Retype each of the entries below word for word, keeping every line as it appears.
- - - - -
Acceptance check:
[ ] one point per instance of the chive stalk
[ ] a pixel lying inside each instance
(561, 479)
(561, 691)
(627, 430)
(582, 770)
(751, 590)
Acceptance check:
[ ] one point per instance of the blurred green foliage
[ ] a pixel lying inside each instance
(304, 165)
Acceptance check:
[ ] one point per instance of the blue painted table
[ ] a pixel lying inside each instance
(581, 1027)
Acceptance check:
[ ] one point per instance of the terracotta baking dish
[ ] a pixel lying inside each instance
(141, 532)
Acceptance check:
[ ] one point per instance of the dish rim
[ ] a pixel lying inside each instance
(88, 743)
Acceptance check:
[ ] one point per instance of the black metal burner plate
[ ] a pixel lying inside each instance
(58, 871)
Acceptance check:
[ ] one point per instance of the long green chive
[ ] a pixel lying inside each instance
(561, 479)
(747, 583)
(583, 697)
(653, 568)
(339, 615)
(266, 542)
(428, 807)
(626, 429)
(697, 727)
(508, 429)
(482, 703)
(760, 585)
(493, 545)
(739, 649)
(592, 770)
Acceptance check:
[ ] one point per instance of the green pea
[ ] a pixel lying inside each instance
- - - - -
> Reply
Acceptance check:
[ ] one point per instance of the chive stalk
[ ] a pixel lying inside each instance
(561, 479)
(561, 691)
(627, 430)
(582, 770)
(751, 590)
Acceptance check:
[ ] one point per instance of the blurred green foliage
[ ] a pixel lying inside each instance
(304, 165)
Acceptance check:
[ ] one point per instance of the blue painted table
[ ] a pixel lying inside each instance
(581, 1027)
Acceptance check:
[ ] one point per instance of the terracotta baking dish
[ ] a pixel lying inside each instance
(141, 532)
Acceptance check:
[ ] one point per instance of the dish rim
[ ] a pixel lying inside each instance
(88, 743)
Acceptance check:
[ ] one point per instance of the black metal burner plate
[ ] a pixel lying inside each instance
(58, 871)
Acceptance check:
[ ] one point per instance of the long green chive
[ ] a pixel lying inside each instance
(561, 479)
(747, 583)
(583, 697)
(653, 568)
(339, 615)
(266, 542)
(428, 807)
(626, 429)
(697, 727)
(508, 429)
(482, 703)
(760, 585)
(493, 545)
(739, 649)
(592, 770)
Acceptance check:
[ ] one point per instance of the green pea
[ ] a pixel lying inside each instance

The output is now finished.